INSTRUCTIONS TO FOLLOW: Would you please copy the part of the material below that opens with the line containing "ROI: golden ridged" and closes with the line containing "ROI: white oval"? Copy it exactly, and only it.

INPUT MATERIAL:
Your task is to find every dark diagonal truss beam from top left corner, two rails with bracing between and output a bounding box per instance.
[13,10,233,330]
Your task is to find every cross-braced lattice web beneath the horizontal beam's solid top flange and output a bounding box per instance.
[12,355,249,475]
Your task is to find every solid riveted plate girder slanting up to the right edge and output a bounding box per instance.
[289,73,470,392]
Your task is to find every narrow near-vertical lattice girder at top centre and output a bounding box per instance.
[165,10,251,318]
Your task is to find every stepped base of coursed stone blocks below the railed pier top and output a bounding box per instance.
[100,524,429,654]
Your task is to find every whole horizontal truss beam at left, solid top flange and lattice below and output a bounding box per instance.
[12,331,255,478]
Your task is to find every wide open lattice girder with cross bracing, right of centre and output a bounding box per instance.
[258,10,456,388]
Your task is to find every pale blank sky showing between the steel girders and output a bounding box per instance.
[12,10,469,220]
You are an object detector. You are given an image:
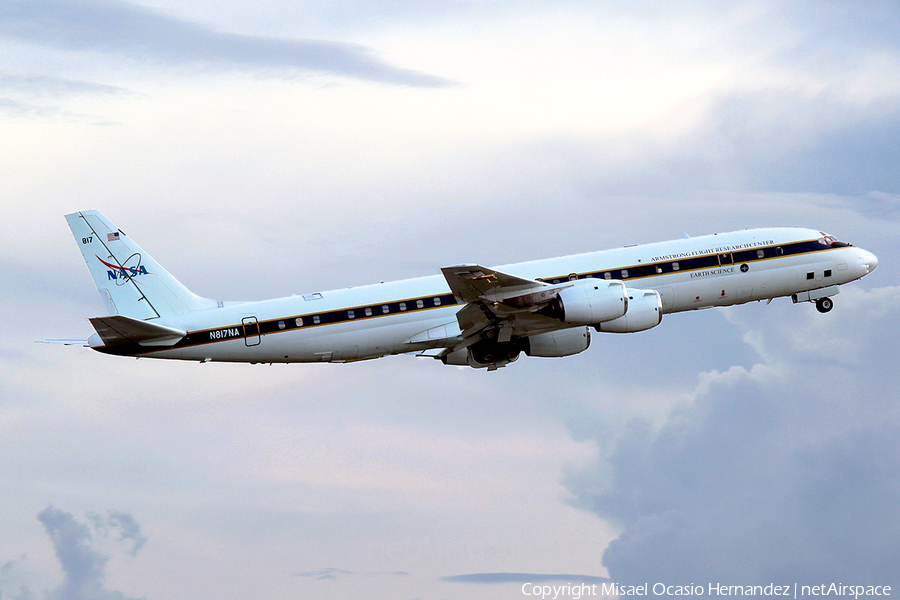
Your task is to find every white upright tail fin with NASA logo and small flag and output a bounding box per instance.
[66,210,216,320]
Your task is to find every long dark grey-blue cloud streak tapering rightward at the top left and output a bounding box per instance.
[0,0,449,87]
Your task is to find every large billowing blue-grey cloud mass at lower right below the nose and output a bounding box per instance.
[568,288,900,586]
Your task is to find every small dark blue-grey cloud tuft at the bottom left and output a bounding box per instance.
[38,506,146,600]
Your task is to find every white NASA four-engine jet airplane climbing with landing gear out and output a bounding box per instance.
[44,210,878,371]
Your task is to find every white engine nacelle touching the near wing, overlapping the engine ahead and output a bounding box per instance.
[540,279,628,325]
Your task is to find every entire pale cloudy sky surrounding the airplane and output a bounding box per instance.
[0,0,900,600]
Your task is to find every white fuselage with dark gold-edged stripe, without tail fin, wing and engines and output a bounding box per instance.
[90,228,877,363]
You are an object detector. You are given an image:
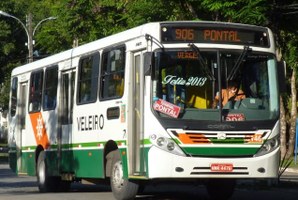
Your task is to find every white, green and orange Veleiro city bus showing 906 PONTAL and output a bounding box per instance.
[8,21,281,200]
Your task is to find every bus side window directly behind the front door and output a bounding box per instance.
[100,46,125,99]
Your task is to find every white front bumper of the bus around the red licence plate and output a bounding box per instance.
[148,147,280,179]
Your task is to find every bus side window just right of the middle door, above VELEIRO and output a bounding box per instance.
[78,52,99,104]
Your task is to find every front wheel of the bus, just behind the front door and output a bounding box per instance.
[110,150,139,200]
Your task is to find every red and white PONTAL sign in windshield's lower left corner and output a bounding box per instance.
[153,99,181,118]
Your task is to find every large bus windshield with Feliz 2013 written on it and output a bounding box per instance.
[152,48,279,121]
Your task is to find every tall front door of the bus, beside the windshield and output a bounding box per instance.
[128,52,145,175]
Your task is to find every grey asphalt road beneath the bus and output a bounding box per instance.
[0,164,298,200]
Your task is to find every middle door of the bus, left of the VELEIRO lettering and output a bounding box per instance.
[57,69,75,173]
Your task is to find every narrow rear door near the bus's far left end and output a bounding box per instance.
[15,82,28,174]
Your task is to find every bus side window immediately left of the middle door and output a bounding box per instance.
[42,66,58,110]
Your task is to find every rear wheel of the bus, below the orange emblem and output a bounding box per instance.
[37,151,55,192]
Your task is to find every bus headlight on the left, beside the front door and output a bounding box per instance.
[150,134,185,156]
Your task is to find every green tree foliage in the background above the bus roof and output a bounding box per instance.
[0,0,298,112]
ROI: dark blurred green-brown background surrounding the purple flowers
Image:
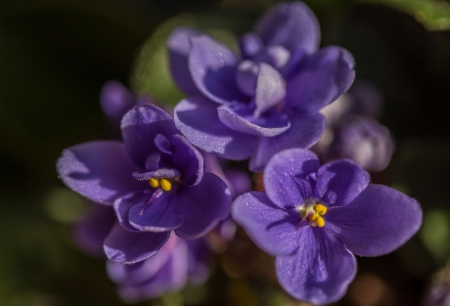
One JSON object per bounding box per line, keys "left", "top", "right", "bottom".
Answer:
{"left": 0, "top": 0, "right": 450, "bottom": 306}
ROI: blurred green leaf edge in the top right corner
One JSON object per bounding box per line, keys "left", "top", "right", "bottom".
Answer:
{"left": 357, "top": 0, "right": 450, "bottom": 31}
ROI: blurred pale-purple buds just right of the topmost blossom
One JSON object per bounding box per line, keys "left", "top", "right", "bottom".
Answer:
{"left": 312, "top": 82, "right": 394, "bottom": 171}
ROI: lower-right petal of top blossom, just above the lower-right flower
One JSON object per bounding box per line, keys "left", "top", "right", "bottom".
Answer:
{"left": 250, "top": 114, "right": 325, "bottom": 172}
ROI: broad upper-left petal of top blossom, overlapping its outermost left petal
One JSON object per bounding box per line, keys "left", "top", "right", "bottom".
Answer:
{"left": 189, "top": 35, "right": 246, "bottom": 103}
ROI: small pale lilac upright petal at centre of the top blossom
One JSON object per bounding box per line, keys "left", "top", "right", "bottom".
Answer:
{"left": 254, "top": 63, "right": 286, "bottom": 117}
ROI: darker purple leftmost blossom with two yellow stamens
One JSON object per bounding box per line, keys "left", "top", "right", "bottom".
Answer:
{"left": 57, "top": 105, "right": 231, "bottom": 263}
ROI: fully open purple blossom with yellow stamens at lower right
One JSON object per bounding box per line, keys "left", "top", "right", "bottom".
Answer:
{"left": 232, "top": 149, "right": 422, "bottom": 304}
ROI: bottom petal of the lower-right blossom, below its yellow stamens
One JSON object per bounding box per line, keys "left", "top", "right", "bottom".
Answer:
{"left": 275, "top": 227, "right": 356, "bottom": 305}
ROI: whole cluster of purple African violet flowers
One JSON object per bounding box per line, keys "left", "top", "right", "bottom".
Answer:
{"left": 57, "top": 2, "right": 422, "bottom": 304}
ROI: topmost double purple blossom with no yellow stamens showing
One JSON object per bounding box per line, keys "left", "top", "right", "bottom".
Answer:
{"left": 168, "top": 2, "right": 355, "bottom": 171}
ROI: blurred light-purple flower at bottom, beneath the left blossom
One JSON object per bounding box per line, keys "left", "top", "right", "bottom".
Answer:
{"left": 107, "top": 234, "right": 211, "bottom": 303}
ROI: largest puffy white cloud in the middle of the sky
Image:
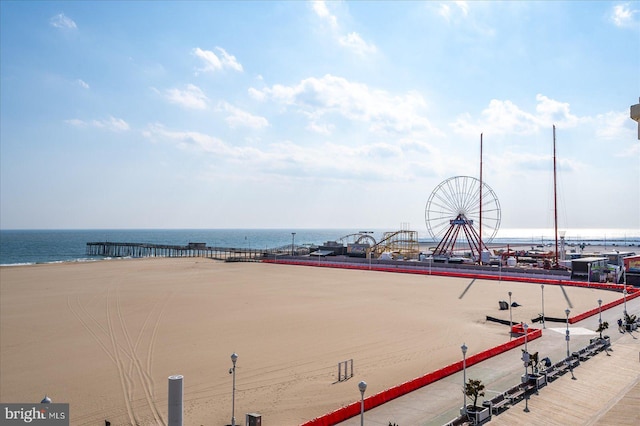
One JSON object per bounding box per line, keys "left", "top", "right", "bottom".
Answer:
{"left": 250, "top": 74, "right": 439, "bottom": 134}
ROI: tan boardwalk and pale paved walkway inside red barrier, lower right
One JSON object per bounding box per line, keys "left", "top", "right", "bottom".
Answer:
{"left": 339, "top": 292, "right": 640, "bottom": 426}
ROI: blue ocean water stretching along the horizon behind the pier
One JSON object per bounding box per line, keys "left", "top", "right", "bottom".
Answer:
{"left": 0, "top": 229, "right": 640, "bottom": 265}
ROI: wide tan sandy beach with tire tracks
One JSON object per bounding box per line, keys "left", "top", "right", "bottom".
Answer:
{"left": 0, "top": 258, "right": 620, "bottom": 426}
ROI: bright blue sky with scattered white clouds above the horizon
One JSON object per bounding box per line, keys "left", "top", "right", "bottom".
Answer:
{"left": 0, "top": 1, "right": 640, "bottom": 233}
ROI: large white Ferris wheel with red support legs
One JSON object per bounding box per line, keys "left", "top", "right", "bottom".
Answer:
{"left": 424, "top": 176, "right": 501, "bottom": 251}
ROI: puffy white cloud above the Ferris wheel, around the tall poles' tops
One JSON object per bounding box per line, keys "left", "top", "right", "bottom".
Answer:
{"left": 451, "top": 94, "right": 589, "bottom": 135}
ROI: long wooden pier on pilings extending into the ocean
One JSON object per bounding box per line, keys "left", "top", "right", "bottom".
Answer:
{"left": 87, "top": 241, "right": 274, "bottom": 262}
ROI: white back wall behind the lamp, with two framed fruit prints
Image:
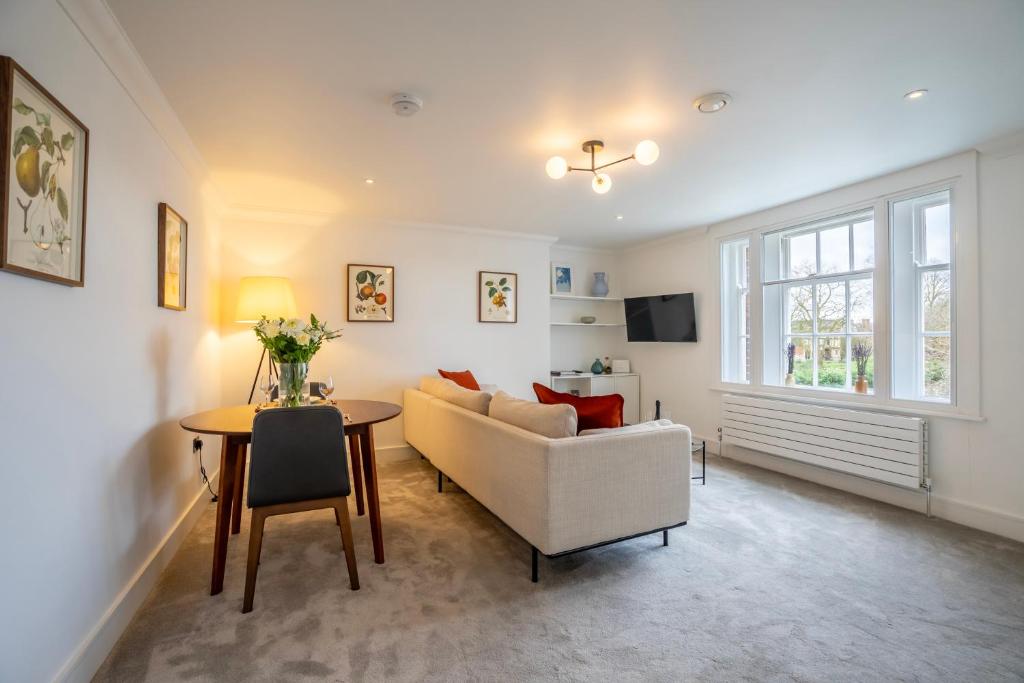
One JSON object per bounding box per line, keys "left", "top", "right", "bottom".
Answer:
{"left": 221, "top": 218, "right": 550, "bottom": 452}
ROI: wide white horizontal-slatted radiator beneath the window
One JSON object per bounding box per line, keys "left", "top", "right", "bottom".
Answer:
{"left": 722, "top": 395, "right": 930, "bottom": 489}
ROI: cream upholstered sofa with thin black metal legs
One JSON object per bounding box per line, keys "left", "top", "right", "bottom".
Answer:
{"left": 404, "top": 382, "right": 690, "bottom": 582}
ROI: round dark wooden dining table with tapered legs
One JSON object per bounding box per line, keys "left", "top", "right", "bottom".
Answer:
{"left": 178, "top": 399, "right": 401, "bottom": 595}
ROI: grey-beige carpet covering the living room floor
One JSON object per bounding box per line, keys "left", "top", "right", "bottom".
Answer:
{"left": 96, "top": 450, "right": 1024, "bottom": 681}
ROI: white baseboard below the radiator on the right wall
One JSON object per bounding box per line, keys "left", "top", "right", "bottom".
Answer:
{"left": 709, "top": 445, "right": 1024, "bottom": 542}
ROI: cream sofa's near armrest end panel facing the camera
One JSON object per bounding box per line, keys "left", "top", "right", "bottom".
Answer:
{"left": 541, "top": 425, "right": 691, "bottom": 555}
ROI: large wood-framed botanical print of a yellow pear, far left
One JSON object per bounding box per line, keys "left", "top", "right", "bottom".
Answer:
{"left": 0, "top": 57, "right": 89, "bottom": 287}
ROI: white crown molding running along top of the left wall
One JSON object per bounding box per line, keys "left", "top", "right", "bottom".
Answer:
{"left": 57, "top": 0, "right": 208, "bottom": 181}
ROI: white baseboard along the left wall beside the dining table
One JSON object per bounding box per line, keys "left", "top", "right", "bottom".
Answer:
{"left": 53, "top": 471, "right": 220, "bottom": 683}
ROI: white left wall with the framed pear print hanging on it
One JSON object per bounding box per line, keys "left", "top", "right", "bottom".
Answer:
{"left": 0, "top": 0, "right": 220, "bottom": 681}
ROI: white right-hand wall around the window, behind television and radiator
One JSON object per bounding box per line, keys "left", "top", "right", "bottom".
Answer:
{"left": 624, "top": 145, "right": 1024, "bottom": 541}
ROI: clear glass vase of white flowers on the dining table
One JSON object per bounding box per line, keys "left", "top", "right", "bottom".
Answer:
{"left": 253, "top": 315, "right": 341, "bottom": 407}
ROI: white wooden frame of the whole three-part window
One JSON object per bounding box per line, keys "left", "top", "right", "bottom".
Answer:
{"left": 708, "top": 151, "right": 983, "bottom": 421}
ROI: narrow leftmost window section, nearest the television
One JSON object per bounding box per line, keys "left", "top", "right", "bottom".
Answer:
{"left": 720, "top": 239, "right": 751, "bottom": 383}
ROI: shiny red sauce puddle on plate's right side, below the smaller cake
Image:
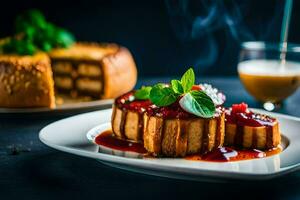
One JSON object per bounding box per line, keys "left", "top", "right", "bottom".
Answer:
{"left": 185, "top": 147, "right": 281, "bottom": 162}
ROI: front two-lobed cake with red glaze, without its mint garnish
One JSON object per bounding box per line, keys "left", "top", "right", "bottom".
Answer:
{"left": 112, "top": 92, "right": 225, "bottom": 157}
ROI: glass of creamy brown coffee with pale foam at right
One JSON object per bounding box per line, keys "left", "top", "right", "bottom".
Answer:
{"left": 238, "top": 42, "right": 300, "bottom": 111}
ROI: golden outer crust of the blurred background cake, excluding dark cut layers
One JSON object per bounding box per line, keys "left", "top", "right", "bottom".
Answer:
{"left": 0, "top": 43, "right": 137, "bottom": 108}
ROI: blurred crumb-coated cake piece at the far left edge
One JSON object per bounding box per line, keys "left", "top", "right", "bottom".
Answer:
{"left": 0, "top": 53, "right": 55, "bottom": 108}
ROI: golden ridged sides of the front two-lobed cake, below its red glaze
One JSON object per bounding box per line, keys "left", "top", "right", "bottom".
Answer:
{"left": 111, "top": 101, "right": 225, "bottom": 157}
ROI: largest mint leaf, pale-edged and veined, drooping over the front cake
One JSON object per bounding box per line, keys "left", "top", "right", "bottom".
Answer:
{"left": 179, "top": 90, "right": 216, "bottom": 118}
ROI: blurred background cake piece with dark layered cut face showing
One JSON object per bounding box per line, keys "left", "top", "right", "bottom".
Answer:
{"left": 49, "top": 43, "right": 137, "bottom": 99}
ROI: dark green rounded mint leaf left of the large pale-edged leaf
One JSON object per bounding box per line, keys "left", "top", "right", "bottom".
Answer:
{"left": 150, "top": 83, "right": 178, "bottom": 106}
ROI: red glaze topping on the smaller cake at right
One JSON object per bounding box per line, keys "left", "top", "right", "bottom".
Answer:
{"left": 226, "top": 103, "right": 276, "bottom": 127}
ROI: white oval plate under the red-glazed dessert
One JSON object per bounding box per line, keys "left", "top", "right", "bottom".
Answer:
{"left": 39, "top": 109, "right": 300, "bottom": 180}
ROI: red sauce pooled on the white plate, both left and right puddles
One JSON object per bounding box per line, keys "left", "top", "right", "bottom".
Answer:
{"left": 95, "top": 130, "right": 282, "bottom": 162}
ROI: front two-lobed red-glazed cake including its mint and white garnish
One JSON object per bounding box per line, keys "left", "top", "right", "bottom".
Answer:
{"left": 112, "top": 70, "right": 225, "bottom": 157}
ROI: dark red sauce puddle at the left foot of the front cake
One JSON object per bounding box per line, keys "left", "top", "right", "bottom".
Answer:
{"left": 95, "top": 130, "right": 147, "bottom": 154}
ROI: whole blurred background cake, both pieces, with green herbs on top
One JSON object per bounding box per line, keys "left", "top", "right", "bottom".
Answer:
{"left": 0, "top": 10, "right": 137, "bottom": 108}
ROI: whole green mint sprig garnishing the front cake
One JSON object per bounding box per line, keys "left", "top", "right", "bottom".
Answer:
{"left": 135, "top": 68, "right": 216, "bottom": 118}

COMPLETED TASK:
ROI: golden ridged sides of the front two-lobed cake, below its red glaze
One JSON object per bounding box per line, keys "left", "top", "right", "bottom".
Answer:
{"left": 111, "top": 101, "right": 225, "bottom": 157}
ROI: largest mint leaf, pale-edged and veined, drooping over the front cake
One JSON object per bounding box per line, keys "left", "top", "right", "bottom".
Answer:
{"left": 179, "top": 90, "right": 216, "bottom": 118}
ROI: blurred background cake piece with dark layered cut face showing
One JSON object per bounding box per line, keys "left", "top", "right", "bottom".
Answer:
{"left": 49, "top": 43, "right": 137, "bottom": 99}
ROI: dark green rounded mint leaf left of the large pale-edged leaf
One JSON object per bounding box per line, keys "left", "top", "right", "bottom".
Answer:
{"left": 150, "top": 83, "right": 178, "bottom": 106}
ROI: red glaze topping on the smaller cake at right
One JSON object per bounding box per line, keys "left", "top", "right", "bottom".
Answer:
{"left": 226, "top": 103, "right": 276, "bottom": 127}
ROI: white oval plate under the red-glazed dessert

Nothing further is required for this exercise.